===== Entries supplied =====

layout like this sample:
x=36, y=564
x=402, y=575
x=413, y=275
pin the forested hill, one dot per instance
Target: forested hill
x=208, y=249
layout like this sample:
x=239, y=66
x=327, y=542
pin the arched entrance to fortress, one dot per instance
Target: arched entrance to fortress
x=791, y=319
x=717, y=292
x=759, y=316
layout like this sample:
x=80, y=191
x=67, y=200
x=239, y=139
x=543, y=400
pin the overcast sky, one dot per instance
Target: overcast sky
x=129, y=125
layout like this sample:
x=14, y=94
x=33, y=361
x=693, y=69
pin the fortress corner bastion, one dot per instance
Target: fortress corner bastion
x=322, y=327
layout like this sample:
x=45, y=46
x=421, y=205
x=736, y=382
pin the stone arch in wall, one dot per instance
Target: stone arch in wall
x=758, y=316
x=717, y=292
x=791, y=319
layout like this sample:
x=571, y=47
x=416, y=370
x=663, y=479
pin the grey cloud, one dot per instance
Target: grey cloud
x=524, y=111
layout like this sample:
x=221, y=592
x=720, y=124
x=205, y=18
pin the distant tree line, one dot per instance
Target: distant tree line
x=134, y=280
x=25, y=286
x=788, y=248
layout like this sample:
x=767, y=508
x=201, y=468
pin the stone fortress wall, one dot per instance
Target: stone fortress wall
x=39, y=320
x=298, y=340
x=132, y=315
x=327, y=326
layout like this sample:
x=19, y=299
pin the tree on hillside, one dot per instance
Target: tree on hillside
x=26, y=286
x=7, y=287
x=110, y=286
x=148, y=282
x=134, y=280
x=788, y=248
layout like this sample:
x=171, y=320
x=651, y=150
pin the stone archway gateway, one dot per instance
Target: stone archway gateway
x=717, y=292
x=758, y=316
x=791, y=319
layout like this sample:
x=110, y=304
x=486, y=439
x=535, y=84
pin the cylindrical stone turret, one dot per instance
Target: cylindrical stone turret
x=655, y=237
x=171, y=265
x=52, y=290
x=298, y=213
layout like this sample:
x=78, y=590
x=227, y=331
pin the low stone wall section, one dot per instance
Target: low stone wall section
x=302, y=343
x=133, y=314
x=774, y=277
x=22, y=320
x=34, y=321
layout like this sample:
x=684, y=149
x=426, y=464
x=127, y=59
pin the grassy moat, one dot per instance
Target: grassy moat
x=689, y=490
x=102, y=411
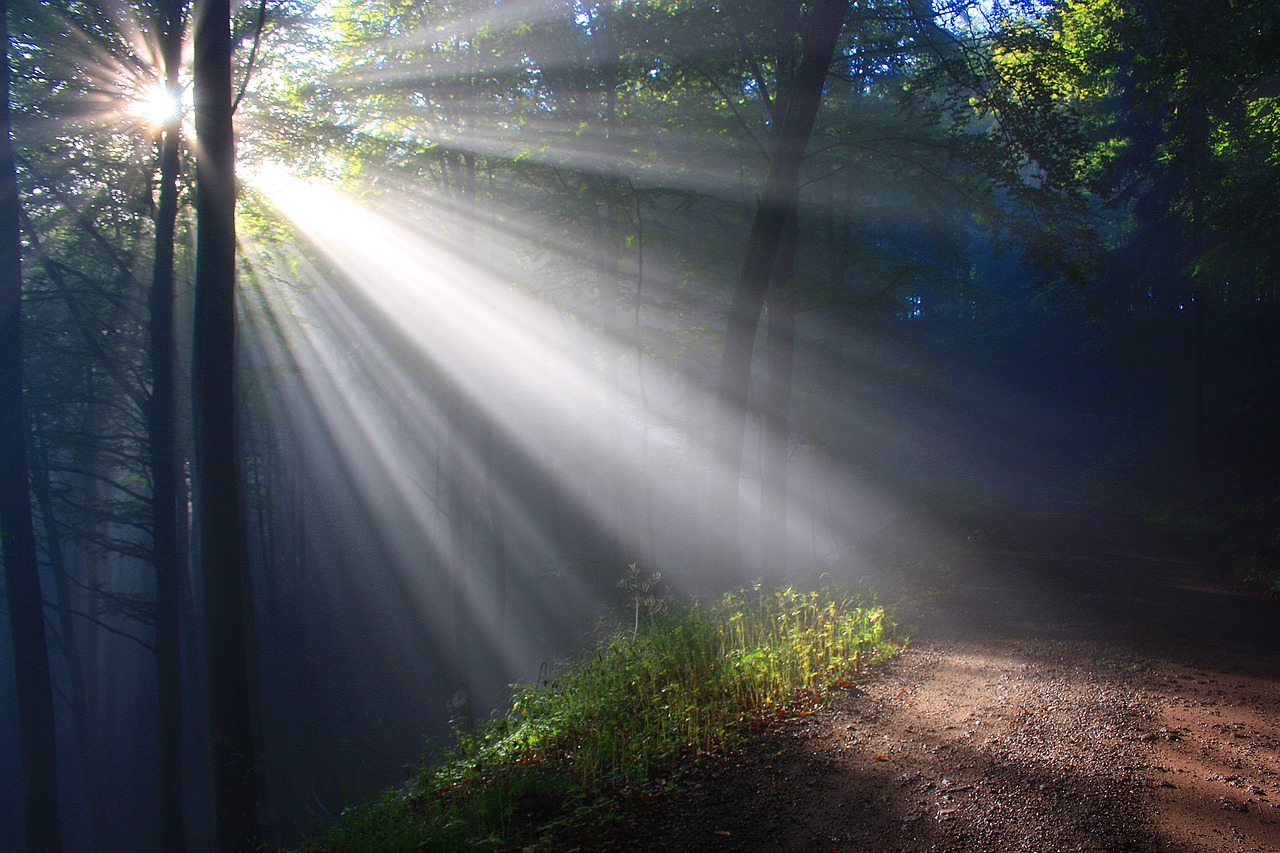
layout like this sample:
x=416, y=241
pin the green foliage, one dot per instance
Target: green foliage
x=690, y=680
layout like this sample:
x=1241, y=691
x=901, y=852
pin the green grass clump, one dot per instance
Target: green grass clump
x=622, y=716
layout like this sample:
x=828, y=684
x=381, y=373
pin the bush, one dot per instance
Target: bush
x=622, y=716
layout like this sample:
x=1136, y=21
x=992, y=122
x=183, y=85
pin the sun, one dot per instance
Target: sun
x=158, y=105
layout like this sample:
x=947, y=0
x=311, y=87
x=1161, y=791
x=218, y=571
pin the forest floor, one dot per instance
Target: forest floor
x=1074, y=682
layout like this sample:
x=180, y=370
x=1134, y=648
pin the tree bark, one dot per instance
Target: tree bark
x=777, y=409
x=777, y=201
x=222, y=550
x=39, y=756
x=161, y=416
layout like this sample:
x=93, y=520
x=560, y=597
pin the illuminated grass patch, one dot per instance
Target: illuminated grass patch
x=624, y=716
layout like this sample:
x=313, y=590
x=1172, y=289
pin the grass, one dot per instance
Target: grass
x=622, y=719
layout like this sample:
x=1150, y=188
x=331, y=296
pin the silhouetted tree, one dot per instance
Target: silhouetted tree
x=36, y=730
x=222, y=550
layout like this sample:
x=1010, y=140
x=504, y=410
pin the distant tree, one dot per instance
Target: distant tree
x=163, y=436
x=36, y=730
x=222, y=550
x=775, y=209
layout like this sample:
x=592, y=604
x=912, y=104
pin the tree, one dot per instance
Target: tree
x=17, y=530
x=161, y=433
x=777, y=204
x=222, y=550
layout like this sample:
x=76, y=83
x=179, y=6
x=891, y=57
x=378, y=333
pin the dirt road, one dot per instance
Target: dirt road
x=1075, y=683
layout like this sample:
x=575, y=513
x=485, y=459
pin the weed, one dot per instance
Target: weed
x=682, y=682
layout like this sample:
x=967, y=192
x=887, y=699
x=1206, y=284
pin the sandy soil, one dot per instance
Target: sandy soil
x=1074, y=683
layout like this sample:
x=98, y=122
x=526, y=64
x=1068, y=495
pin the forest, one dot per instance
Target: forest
x=361, y=357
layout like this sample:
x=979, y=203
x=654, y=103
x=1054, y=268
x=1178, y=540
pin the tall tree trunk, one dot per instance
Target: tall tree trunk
x=777, y=407
x=161, y=415
x=77, y=682
x=222, y=550
x=39, y=756
x=777, y=201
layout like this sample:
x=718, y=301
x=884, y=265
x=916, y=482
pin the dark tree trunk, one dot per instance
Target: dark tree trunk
x=77, y=683
x=161, y=415
x=222, y=550
x=39, y=770
x=777, y=203
x=777, y=409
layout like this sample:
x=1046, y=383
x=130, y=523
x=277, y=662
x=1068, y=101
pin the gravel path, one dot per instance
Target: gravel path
x=1074, y=683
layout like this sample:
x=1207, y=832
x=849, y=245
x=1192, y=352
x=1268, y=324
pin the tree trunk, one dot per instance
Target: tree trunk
x=161, y=415
x=776, y=204
x=777, y=407
x=222, y=550
x=39, y=756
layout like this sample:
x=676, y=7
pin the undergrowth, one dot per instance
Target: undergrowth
x=621, y=719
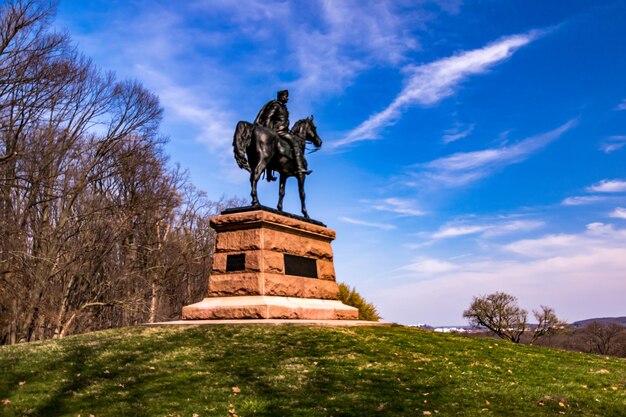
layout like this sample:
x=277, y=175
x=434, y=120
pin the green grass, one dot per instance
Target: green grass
x=256, y=370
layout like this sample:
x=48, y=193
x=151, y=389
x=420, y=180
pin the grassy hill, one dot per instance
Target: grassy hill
x=260, y=370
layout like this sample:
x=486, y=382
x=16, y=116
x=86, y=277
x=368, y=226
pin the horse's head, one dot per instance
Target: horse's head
x=306, y=129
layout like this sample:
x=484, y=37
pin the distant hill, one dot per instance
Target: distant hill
x=604, y=320
x=305, y=371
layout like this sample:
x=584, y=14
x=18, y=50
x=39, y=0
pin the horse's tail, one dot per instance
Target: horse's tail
x=241, y=141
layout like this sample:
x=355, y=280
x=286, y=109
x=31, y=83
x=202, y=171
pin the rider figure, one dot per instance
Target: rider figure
x=274, y=115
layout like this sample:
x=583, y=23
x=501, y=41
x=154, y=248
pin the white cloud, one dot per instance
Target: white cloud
x=618, y=213
x=214, y=126
x=456, y=231
x=455, y=134
x=487, y=230
x=465, y=167
x=357, y=222
x=399, y=206
x=430, y=266
x=583, y=200
x=579, y=275
x=596, y=234
x=432, y=82
x=608, y=186
x=613, y=143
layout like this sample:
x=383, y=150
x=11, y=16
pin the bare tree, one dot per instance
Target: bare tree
x=97, y=230
x=603, y=338
x=547, y=323
x=500, y=314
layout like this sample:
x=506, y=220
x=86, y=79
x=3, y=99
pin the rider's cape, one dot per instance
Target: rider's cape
x=263, y=112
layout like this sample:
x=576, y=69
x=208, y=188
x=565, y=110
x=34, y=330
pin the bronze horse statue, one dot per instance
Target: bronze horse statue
x=257, y=148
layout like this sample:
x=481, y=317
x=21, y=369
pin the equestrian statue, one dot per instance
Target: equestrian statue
x=267, y=145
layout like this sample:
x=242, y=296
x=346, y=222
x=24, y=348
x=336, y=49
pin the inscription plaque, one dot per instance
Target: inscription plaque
x=236, y=262
x=300, y=266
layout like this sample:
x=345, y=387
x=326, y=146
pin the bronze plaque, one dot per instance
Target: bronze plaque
x=236, y=262
x=300, y=266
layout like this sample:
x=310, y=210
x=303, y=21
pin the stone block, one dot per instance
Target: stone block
x=325, y=270
x=255, y=307
x=292, y=286
x=232, y=284
x=238, y=240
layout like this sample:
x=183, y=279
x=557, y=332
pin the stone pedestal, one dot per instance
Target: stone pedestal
x=269, y=265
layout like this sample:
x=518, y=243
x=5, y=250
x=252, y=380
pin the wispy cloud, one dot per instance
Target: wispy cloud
x=457, y=133
x=403, y=207
x=357, y=222
x=432, y=82
x=596, y=234
x=486, y=230
x=563, y=266
x=583, y=200
x=618, y=213
x=430, y=266
x=613, y=143
x=608, y=186
x=465, y=167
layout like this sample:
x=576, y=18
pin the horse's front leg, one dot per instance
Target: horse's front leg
x=255, y=174
x=302, y=195
x=281, y=191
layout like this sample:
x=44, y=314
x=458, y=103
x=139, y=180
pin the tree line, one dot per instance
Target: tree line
x=97, y=230
x=501, y=316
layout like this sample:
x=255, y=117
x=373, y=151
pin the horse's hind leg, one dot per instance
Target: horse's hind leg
x=302, y=195
x=255, y=174
x=281, y=191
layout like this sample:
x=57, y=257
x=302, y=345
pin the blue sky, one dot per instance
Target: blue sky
x=469, y=147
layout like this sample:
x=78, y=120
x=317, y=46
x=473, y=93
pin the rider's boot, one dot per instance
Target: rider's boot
x=300, y=164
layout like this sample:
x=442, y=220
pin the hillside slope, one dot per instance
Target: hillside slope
x=248, y=370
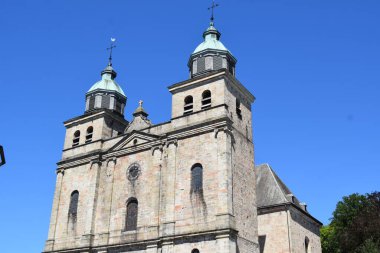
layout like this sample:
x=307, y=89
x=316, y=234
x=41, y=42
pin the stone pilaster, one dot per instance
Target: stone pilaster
x=167, y=222
x=167, y=247
x=55, y=209
x=92, y=197
x=225, y=176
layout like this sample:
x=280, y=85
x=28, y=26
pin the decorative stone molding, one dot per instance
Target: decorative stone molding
x=225, y=129
x=97, y=162
x=154, y=148
x=61, y=171
x=111, y=159
x=172, y=141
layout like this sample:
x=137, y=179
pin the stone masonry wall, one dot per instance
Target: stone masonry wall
x=302, y=226
x=274, y=226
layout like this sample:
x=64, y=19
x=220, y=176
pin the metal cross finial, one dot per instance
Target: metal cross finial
x=212, y=7
x=110, y=48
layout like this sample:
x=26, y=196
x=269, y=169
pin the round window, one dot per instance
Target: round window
x=133, y=171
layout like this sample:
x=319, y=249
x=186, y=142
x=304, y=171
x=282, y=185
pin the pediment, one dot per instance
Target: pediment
x=135, y=138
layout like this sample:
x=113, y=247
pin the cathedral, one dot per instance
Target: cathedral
x=188, y=185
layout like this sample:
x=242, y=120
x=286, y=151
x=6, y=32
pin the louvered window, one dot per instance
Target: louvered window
x=73, y=209
x=188, y=107
x=131, y=219
x=89, y=132
x=196, y=178
x=76, y=138
x=206, y=99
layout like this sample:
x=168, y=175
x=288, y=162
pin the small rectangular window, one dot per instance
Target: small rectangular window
x=238, y=109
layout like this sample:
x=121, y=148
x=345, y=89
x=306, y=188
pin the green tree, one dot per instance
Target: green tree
x=355, y=226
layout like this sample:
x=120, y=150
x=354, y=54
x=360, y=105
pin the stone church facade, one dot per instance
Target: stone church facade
x=186, y=185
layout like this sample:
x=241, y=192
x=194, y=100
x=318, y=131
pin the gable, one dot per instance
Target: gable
x=135, y=138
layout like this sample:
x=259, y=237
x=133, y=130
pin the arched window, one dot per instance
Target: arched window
x=132, y=211
x=73, y=208
x=238, y=109
x=306, y=244
x=188, y=107
x=89, y=132
x=206, y=99
x=76, y=138
x=196, y=178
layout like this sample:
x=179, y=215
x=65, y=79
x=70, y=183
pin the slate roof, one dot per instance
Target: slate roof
x=270, y=189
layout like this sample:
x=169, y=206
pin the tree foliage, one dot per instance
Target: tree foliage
x=355, y=226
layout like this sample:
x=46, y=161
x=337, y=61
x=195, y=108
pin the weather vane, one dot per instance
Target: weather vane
x=110, y=48
x=212, y=7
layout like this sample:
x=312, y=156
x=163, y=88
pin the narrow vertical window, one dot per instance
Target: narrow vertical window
x=188, y=107
x=73, y=208
x=206, y=99
x=76, y=138
x=197, y=178
x=89, y=132
x=132, y=211
x=238, y=108
x=306, y=244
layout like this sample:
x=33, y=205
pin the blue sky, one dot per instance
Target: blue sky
x=313, y=66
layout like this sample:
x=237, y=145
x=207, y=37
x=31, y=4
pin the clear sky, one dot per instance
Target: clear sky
x=313, y=66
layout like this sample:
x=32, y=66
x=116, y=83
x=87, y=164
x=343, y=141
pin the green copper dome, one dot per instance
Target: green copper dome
x=211, y=41
x=107, y=82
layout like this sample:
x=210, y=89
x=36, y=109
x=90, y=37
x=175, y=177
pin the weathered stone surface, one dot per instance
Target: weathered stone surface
x=222, y=217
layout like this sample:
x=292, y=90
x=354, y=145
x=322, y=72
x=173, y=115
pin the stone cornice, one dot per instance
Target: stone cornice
x=210, y=77
x=92, y=116
x=284, y=207
x=217, y=233
x=223, y=123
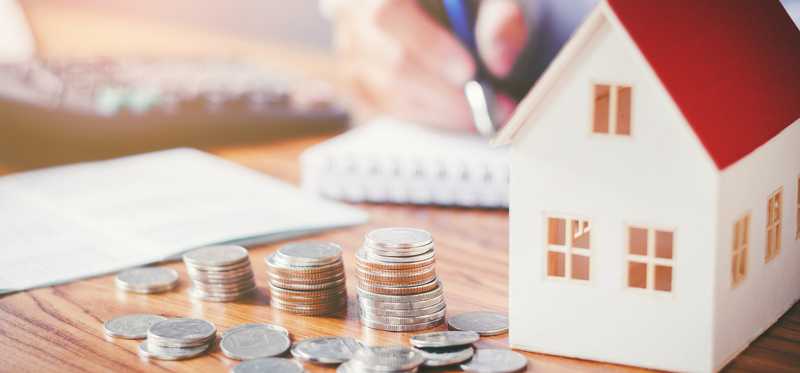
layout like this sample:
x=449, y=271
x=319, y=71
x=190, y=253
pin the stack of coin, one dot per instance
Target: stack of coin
x=307, y=278
x=398, y=289
x=219, y=273
x=395, y=359
x=178, y=339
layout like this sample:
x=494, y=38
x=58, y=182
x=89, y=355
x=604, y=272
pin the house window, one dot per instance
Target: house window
x=650, y=259
x=612, y=109
x=741, y=243
x=568, y=248
x=774, y=209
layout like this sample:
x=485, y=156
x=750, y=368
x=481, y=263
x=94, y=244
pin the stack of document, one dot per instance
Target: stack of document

=====

**Exercise goal**
Across the listing above, tally the lines that include "document". Only the total is wanted.

**Answer space**
2